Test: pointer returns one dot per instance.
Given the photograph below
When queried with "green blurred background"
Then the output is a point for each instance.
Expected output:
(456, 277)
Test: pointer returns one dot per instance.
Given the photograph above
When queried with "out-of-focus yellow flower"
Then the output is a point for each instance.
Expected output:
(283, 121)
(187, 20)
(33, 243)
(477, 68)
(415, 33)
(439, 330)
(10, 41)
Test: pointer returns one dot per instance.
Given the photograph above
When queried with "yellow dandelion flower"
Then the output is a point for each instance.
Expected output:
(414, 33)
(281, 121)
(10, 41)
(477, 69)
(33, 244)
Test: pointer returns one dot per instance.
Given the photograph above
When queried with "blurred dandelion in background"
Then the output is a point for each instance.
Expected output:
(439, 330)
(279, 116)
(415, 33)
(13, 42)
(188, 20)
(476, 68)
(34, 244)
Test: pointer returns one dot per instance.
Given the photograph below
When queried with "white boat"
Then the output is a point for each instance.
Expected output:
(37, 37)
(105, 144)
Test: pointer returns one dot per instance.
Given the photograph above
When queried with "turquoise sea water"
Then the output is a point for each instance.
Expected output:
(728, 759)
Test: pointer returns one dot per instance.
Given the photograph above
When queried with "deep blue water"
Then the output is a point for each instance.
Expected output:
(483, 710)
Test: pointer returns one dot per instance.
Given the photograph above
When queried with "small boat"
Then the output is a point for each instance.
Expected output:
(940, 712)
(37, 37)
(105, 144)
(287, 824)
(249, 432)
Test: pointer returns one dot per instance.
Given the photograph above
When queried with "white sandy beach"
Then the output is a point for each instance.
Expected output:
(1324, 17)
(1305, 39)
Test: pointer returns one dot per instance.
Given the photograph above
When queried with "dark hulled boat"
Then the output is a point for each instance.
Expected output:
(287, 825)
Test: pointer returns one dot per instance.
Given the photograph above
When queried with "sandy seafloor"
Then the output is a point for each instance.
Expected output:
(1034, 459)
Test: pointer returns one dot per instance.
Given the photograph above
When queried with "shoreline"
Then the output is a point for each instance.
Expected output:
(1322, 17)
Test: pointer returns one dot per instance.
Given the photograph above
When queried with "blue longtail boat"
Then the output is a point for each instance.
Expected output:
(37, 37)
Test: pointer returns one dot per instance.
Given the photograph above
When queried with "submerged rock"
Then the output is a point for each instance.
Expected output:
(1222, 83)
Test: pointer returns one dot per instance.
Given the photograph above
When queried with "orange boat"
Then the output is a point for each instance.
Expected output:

## [Directions]
State the number of lines of the preceding material in which the word "blurred" is found, and nothing more.

## [Reply to the exercise]
2